::: Excerpted text

Dutch bishops shredded sex abuse evidence

Radio Netherlands Worldwide/December 17, 2010

Dutch bishops destroyed incriminating evidence of sexual abuse in the Catholic Church. Secret archives of the diocese of Den Bosch, which showed that priests had committed abuse, were shredded.

This is the main allegation made in a statement sent by historian Eric Theloosen to the Deetman Commission in September. The commission, which is investigating child sex abuse in the church, did not respond to the historian. Mr Theloosen researched the diocese's archives in the 1990s. Radio Netherlands Worldwide and daily NRC Handelsblad have obtained a copy of his statement.

Secret archives

Mr Theloosen's statement shows that Bishop Jan Bluyssen of Den Bosch destroyed documents about abuse cases during the 1970s. The documents had been gathered in an archive by his predecessor, Monsignor Wilhelmus Marinus Bekkers. During the 1990s, the diocese of Den Bosch again maintained a secret archive on strayed priests. Built up under Bishop Jan ter Schure, this archive, too, has vanished.

Monsignor Bluyssen (84) and the diocese's archivist at the time, Jan Peijnenburg (75), have confirmed to NRC Handelsblad that secret archives were destroyed. The Deetman Commission will, as a result, not find any incriminating information on priests in Dutch church archives, according to Mr Peijnenburg. 'Deetman is welcome to come, but he won't get anything. And in the archive he will no longer find anything.”

::::::
::: Data extract

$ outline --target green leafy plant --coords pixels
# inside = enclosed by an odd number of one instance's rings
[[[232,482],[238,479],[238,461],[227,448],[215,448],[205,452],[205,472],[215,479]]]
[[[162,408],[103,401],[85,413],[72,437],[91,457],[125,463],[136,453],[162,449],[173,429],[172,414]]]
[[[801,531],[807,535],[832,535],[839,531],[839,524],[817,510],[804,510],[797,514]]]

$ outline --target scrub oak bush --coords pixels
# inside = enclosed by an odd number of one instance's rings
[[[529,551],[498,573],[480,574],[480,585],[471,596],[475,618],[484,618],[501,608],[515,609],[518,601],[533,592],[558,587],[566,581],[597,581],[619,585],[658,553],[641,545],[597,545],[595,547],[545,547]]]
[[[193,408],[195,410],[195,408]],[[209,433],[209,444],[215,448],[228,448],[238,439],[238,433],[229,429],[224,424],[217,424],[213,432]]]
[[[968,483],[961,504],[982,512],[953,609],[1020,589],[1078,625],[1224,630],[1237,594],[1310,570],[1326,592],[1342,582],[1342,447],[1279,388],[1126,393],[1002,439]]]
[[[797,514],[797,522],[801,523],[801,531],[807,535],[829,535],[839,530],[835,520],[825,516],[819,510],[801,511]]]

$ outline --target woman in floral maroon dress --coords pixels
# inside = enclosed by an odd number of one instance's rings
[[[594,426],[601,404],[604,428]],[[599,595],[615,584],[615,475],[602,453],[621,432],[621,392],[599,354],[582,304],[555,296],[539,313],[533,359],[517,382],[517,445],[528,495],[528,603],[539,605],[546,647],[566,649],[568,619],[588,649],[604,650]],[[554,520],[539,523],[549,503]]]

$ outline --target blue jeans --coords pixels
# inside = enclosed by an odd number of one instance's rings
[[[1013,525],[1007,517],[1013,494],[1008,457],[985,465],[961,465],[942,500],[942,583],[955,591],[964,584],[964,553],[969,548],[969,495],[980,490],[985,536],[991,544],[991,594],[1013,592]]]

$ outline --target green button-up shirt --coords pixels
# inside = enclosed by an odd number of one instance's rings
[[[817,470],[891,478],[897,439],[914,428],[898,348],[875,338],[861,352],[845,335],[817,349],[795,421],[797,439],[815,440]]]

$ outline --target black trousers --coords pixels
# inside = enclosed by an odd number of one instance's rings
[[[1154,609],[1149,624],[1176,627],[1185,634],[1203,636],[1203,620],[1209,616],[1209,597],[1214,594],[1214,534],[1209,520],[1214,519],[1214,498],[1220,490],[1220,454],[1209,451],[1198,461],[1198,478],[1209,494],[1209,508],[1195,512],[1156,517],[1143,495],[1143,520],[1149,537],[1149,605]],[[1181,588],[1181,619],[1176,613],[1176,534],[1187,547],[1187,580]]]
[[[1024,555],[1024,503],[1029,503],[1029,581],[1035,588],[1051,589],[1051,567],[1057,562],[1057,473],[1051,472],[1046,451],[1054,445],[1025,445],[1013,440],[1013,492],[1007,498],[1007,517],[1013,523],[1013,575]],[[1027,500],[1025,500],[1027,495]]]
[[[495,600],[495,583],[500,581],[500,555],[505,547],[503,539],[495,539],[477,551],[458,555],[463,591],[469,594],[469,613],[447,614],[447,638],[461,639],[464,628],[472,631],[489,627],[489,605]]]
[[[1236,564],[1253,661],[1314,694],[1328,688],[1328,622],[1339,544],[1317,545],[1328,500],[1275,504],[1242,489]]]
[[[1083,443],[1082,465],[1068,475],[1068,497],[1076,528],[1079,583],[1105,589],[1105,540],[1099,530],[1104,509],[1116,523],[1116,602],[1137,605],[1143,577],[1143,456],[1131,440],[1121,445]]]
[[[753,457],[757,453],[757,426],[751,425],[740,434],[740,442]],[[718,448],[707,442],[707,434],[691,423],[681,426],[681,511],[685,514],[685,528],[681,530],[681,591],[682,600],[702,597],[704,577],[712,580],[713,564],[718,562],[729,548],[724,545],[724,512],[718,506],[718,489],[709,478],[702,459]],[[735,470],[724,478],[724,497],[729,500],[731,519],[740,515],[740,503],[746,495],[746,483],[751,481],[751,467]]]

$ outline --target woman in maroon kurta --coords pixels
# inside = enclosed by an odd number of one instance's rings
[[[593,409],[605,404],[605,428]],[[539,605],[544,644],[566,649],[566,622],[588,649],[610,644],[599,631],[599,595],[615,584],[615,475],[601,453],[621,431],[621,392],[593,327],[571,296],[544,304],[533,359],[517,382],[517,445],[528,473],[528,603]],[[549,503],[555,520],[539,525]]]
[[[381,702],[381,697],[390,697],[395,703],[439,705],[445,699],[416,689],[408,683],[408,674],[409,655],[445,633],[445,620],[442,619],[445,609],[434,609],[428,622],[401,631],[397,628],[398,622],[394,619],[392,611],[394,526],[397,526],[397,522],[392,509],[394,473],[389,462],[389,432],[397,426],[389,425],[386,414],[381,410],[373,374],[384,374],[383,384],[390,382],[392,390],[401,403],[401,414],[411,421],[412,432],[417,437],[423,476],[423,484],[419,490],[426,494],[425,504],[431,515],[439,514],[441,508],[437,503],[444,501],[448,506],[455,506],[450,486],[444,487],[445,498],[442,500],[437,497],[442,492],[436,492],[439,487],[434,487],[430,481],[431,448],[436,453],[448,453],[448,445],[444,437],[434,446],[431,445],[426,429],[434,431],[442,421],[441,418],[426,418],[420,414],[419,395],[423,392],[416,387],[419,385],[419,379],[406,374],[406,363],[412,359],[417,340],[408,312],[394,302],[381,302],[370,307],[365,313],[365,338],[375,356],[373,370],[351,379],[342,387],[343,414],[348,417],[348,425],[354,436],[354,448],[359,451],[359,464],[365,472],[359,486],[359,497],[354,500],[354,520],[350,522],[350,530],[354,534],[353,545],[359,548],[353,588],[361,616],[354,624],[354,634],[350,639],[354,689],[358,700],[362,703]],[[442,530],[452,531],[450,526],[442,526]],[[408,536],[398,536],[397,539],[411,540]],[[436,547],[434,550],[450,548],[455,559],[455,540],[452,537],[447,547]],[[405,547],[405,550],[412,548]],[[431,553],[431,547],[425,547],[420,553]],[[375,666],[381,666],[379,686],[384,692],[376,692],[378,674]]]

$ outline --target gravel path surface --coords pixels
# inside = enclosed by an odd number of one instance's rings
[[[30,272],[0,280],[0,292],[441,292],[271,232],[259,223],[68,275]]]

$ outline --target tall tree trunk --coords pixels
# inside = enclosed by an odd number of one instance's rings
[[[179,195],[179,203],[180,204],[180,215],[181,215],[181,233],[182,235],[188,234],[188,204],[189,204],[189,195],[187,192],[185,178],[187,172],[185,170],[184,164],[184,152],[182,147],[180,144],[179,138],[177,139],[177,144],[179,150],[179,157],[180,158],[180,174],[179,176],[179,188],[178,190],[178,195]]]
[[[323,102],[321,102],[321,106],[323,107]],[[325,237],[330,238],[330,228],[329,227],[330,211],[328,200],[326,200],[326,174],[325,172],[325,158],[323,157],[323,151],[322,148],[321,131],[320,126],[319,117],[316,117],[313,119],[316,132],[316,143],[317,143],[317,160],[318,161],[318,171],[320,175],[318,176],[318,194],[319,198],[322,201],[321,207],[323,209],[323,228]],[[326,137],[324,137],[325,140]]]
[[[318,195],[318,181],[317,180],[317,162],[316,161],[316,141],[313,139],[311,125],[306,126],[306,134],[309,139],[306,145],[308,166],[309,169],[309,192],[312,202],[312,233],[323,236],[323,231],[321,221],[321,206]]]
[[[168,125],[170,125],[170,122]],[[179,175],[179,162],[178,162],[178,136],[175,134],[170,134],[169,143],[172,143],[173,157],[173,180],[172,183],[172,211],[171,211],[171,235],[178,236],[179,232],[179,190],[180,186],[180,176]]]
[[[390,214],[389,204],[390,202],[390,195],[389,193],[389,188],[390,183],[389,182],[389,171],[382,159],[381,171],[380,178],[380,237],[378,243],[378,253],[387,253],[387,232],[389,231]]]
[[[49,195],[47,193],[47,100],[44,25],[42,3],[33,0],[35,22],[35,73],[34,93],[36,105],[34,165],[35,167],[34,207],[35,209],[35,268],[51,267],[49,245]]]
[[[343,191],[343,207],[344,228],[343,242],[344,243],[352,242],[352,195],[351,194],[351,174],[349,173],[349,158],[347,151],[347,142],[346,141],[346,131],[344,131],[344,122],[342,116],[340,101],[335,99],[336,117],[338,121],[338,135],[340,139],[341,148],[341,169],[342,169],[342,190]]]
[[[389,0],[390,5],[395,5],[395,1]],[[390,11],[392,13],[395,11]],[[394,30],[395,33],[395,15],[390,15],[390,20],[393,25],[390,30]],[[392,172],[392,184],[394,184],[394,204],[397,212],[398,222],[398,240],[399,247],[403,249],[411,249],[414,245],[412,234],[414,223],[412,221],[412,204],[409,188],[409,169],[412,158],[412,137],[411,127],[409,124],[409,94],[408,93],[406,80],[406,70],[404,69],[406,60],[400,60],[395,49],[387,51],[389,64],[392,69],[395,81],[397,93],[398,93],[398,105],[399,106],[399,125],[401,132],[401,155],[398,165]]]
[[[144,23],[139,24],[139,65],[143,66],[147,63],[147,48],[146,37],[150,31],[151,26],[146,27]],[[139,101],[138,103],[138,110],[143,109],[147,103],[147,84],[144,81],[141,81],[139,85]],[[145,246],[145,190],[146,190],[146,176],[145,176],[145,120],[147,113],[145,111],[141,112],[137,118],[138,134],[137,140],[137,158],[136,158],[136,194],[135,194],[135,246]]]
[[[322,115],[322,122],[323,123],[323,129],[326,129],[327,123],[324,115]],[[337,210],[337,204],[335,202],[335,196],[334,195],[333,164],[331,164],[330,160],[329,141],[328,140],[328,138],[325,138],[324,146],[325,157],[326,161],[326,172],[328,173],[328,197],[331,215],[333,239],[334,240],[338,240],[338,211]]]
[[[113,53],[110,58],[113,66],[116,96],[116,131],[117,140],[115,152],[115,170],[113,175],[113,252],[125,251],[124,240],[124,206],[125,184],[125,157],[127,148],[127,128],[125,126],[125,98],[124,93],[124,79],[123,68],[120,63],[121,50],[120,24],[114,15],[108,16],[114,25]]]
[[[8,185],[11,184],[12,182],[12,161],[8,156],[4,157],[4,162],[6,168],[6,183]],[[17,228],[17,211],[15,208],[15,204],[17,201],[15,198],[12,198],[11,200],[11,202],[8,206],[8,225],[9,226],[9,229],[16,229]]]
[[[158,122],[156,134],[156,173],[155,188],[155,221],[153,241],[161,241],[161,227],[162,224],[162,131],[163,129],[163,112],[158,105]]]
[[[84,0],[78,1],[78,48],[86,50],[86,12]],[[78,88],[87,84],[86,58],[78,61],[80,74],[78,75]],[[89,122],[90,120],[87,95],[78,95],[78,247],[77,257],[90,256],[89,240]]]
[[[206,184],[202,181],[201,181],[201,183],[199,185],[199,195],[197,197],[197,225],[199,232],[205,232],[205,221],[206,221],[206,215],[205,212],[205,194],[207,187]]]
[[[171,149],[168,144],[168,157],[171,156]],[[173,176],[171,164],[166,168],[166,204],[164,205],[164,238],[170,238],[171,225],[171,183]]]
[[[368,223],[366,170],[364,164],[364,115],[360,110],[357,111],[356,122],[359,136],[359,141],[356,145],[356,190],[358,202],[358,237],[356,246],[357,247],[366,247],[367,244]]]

::::::

# Short task:
Write out the passage of the article on the shredded sex abuse evidence, from "This is the" up to and including "too, has vanished.", word for word.

# Response to this task:
This is the main allegation made in a statement sent by historian Eric Theloosen to the Deetman Commission in September. The commission, which is investigating child sex abuse in the church, did not respond to the historian. Mr Theloosen researched the diocese's archives in the 1990s. Radio Netherlands Worldwide and daily NRC Handelsblad have obtained a copy of his statement.

Secret archives

Mr Theloosen's statement shows that Bishop Jan Bluyssen of Den Bosch destroyed documents about abuse cases during the 1970s. The documents had been gathered in an archive by his predecessor, Monsignor Wilhelmus Marinus Bekkers. During the 1990s, the diocese of Den Bosch again maintained a secret archive on strayed priests. Built up under Bishop Jan ter Schure, this archive, too, has vanished.